→ GIVEN REQUEST A: In the passage on Harvard's environmental economics program, set down word for word the part starting with "According to Robert" and going on through "of faculty resources.".
→ GIVEN REQUEST B: According to the passage on Harvard's environmental economics program, why were faculty members often unaware of their colleagues' work in the field until recently? Answer in one to three sentences.
→ GIVEN REQUEST C: In the passage on Harvard's environmental economics program, when was the Environmental Economics Program launched?

→ PASSAGE SHOWN:
....

What will it cost corporations to reduce the sulfur emissions that lead to acid rain? What incentives will spur consumers to conserve water?
According to Robert Stavins, Albert Pratt Professor of Business and Government at the Kennedy School of Government, Harvard is the best place in the world to answer these questions. The University boasts a breadth and depth of faculty interest in the field of environmental economics that is unequalled, he says.
But because Harvard’s environmental economics expertise is spread across the faculties of several schools, faculty members were, until recently, often unaware of their colleagues’ work in the field. Graduate students, who studied the subject in four different schools, were not tapping the diversity of faculty resources.
“We were not exploiting the economies of scope and the economies of scale that we have,” says Stavins, speaking like the economist he is.
The new Environmental Economics Program (EEPHU), which Stavins directs, is working to overcome this lack of connection by creating synergy among the scholars at Harvard who work in this field. Launched in winter 2001, the EEPHU brings together 17 faculty members from six schools (Faculty of Arts and Sciences, Kennedy School of Government, Business School, Law School, School of Design, and School of Public Health) and 12 predoctoral fellows from four doctoral programs: economics, public policy, political economy and government, and health policy.

....

→ RECORDED INFORMATION:
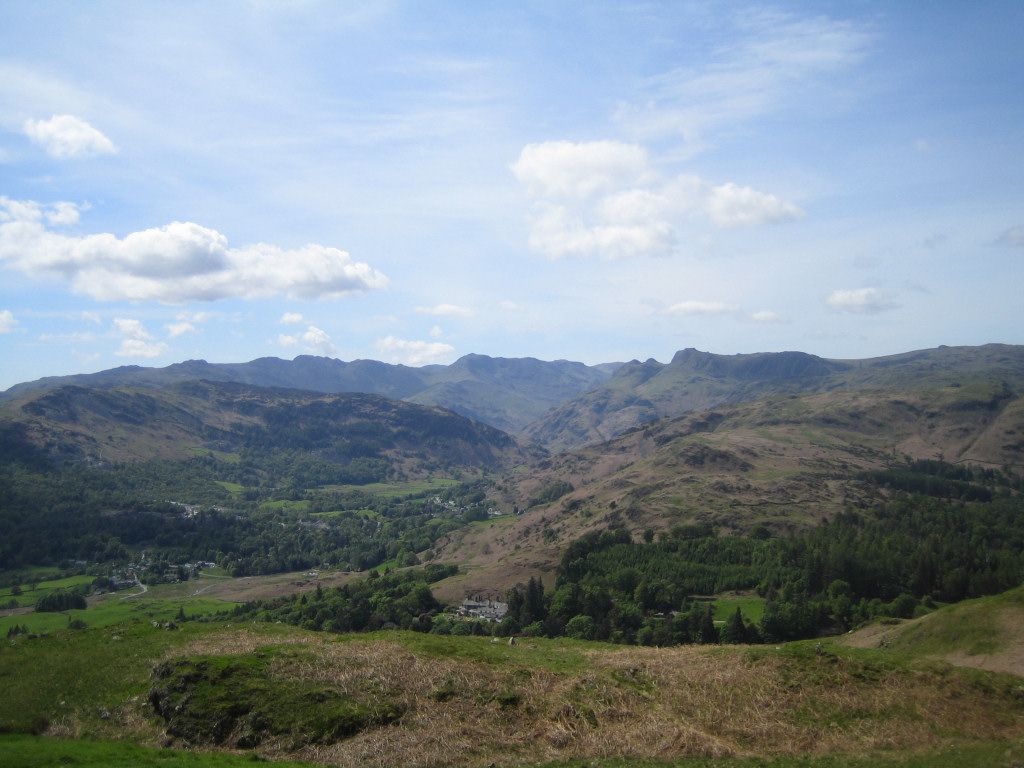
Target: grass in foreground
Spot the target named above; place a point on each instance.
(42, 752)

....

→ ANSWER A:
According to Robert Stavins, Albert Pratt Professor of Business and Government at the Kennedy School of Government, Harvard is the best place in the world to answer these questions. The University boasts a breadth and depth of faculty interest in the field of environmental economics that is unequalled, he says.
But because Harvard’s environmental economics expertise is spread across the faculties of several schools, faculty members were, until recently, often unaware of their colleagues’ work in the field. Graduate students, who studied the subject in four different schools, were not tapping the diversity of faculty resources.

→ ANSWER B: Harvard's environmental economics expertise is spread across the faculties of several schools, so faculty members often did not know what their colleagues in the field were doing.

→ ANSWER C: In winter 2001.